PROBLEM
Output each entry verbatim and exclude every picture from it.

### DATA PROVIDED

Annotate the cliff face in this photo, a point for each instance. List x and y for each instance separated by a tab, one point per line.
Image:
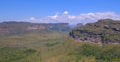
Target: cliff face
21	27
105	30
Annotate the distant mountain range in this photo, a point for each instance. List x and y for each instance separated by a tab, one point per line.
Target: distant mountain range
103	31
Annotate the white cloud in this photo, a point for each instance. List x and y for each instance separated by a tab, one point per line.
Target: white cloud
73	19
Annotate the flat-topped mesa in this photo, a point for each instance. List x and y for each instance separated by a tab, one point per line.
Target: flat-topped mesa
105	30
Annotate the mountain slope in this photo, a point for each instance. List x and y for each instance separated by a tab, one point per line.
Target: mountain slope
105	30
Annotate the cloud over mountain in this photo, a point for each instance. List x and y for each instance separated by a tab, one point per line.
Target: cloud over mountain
65	17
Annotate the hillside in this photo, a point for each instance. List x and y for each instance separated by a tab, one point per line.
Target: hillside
103	31
50	45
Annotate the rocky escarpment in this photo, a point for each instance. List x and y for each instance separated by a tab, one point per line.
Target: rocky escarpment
103	31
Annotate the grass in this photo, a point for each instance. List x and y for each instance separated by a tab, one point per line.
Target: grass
53	46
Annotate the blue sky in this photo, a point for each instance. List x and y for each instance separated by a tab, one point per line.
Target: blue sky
23	9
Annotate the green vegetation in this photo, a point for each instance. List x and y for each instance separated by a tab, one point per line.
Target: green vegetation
54	46
104	31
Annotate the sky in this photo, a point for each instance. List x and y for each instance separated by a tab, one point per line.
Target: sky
50	11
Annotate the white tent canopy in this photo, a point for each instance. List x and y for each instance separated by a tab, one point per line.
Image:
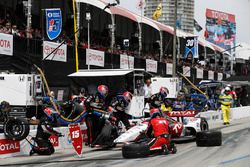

######

ANSWER SPACE
Annotate the cliff face in this photo, a point for each instance. List x and y for each instance separated by a tab, one point per line.
Image:
Target: cliff face
21	27
105	30
Annotate the distant mountain range in this photo, a point for each instance. List x and y for each instance separated by a tab, one point per line.
Target: distant mountain range
103	31
Annotate the white cloud in this photo, a point for each instance. List x and y for each instance separated by a tab, one point per line.
Target: white cloud
73	19
Annotate the flat-topped mesa in this photo, a point for each instance. List x and y for each instance separated by a tab, one point per line.
Target: flat-topped mesa
105	30
Annotate the mountain slope in this photo, a point for each instance. List x and y for each instance separated by a tab, one point per line.
Target: mountain slope
105	30
Annotate the cloud over mountain in this photo, a point for each instance. List x and y for each instance separated by a tab, one point per line.
Target: cloud over mountain
65	17
Annotate the hillside in this photo, a point for each instance. List x and y for each instance separated by a tab, one point per line.
Target: hillside
103	31
50	45
Annotate the rocky escarpment in this photo, a point for each instance. List x and y for each instance separated by a tab, one point per line.
Target: rocky escarpment
103	31
Annotate the grass in this photo, a point for each instance. List x and y for each instance separated by a tab, one point per line.
Target: grass
53	46
Annotate the blue sky in this photo, a point for each instance. List x and y for each instance separated by a tab, one point per line.
Target: blue sky
23	9
Annotate the green vegetation in this photo, a point for each instance. List x and y for each instance separated by a tab, one point per line.
Target: green vegetation
54	46
104	31
Annotate the sky in this photo, a point for each instance. List x and y for each instance separated by a tab, one point per line.
Target: sky
50	11
Annotate the white tent canopy in this photo, a point for each instance. List x and y for each instance separated by a tab, one point per line.
Image:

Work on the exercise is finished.